DESCRIPTION OF THE TASK>
Using the data below, repeat all of it precisely.

INPUT FOR THIS TASK>
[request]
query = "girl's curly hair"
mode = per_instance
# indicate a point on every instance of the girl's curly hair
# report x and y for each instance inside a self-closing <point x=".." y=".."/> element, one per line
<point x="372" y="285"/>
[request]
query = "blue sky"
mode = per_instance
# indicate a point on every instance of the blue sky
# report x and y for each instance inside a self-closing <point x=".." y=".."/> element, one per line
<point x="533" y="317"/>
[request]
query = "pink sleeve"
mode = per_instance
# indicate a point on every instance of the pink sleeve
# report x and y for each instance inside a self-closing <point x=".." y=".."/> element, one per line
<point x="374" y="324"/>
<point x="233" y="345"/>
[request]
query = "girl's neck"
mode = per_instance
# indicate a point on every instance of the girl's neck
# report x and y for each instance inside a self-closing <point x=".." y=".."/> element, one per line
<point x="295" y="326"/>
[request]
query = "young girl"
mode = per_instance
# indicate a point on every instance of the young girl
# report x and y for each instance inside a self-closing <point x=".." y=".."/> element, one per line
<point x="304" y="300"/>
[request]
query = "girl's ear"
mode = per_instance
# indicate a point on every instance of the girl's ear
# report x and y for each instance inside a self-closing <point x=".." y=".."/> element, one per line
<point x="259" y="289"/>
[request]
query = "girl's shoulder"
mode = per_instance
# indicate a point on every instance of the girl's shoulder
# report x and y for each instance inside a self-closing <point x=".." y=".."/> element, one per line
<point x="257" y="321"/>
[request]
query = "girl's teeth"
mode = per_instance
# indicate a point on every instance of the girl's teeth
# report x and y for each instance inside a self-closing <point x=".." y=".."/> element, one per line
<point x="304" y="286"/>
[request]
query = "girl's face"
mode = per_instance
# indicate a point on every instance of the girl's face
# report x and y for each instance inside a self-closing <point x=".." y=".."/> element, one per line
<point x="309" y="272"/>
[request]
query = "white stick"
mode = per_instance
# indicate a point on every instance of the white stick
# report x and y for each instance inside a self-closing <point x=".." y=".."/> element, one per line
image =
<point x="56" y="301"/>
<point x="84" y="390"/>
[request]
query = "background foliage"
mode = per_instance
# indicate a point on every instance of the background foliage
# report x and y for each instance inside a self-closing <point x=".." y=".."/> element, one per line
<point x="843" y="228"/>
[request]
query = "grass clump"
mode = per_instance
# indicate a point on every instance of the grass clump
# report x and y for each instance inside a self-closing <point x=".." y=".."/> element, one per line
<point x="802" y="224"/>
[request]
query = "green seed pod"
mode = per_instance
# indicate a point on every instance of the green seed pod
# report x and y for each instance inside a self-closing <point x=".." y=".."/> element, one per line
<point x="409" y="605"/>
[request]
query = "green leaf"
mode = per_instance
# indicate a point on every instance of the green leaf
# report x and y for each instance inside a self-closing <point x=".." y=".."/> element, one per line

FULL OUTPUT>
[request]
query = "girl's curly hair"
mode = per_instance
# indicate a point on every instance of the girl's curly hair
# report x and y for each instance inside a self-closing <point x=".." y=".."/> element, one per line
<point x="372" y="285"/>
[request]
query = "blue sky"
mode = per_instance
# indicate a point on every instance of the blue sky
# report x and y for each instance inside a self-closing <point x=".." y=".."/> element, one per line
<point x="533" y="317"/>
[request]
query = "pink sleeve"
mode = per_instance
# indicate a point on every instance of the pink sleeve
# report x and y for each instance inside a self-closing <point x=".." y=".."/> element, one per line
<point x="374" y="324"/>
<point x="233" y="345"/>
[request]
query = "girl's neck"
mode = per_instance
# indicate a point on every instance of the girl's neck
# report x and y for each instance inside a self-closing <point x=".." y=".."/> element, one per line
<point x="295" y="326"/>
[request]
query = "young girl"
mode = per_instance
# indicate a point on every instance of the young girl
# report x and y for each instance inside a self-closing <point x=".." y=".."/> element, one per line
<point x="304" y="300"/>
[request]
query = "girl's ear"
mode = per_instance
# indicate a point on every instance of the girl's ear
# report x and y for each instance inside a self-closing <point x=".." y=".."/> element, one per line
<point x="259" y="289"/>
[request]
query = "girl's shoulder"
mode = per_instance
# indicate a point on every instance of the girl's shoulder
# report x and y for each instance inside a self-closing <point x=".." y=".."/> element, one per line
<point x="257" y="321"/>
[request]
query = "girl's teeth"
mode = per_instance
# indicate a point on every instance of the girl's teeth
# report x and y for each instance inside a self-closing <point x=".." y=".."/> element, one per line
<point x="304" y="286"/>
[request]
query = "girl's face"
mode = per_instance
# indicate a point on every instance of the girl's face
# report x and y for each instance inside a self-closing <point x=".." y=".."/> element, one per line
<point x="309" y="272"/>
[request]
query = "white stick"
mode = per_instance
# indicate a point on every instance of the white stick
# report x and y for each instance inside a self-closing <point x=".." y=".."/> element, one per line
image =
<point x="56" y="301"/>
<point x="84" y="390"/>
[request]
query = "background foliage"
mode = per_instance
# indicate a point on every instance of the background foliage
# report x and y for each instance inside a self-closing <point x=".." y=".."/> element, one per line
<point x="843" y="228"/>
[request]
query = "grass clump"
mode = per_instance
# indicate a point on every instance of the grass clump
# report x and y for each instance inside a self-closing <point x=".." y=".."/> element, one per line
<point x="802" y="224"/>
[request]
query = "green seed pod"
mode = per_instance
# indicate a point on every instance of the green seed pod
# report x and y for each instance inside a self-closing <point x=".." y=".."/> element, one per line
<point x="409" y="605"/>
[request]
query = "green leaf"
mode = per_instance
# indicate a point on every instance of the green leaf
# report x and y for each instance inside a self-closing <point x=".." y=".."/> element, one per line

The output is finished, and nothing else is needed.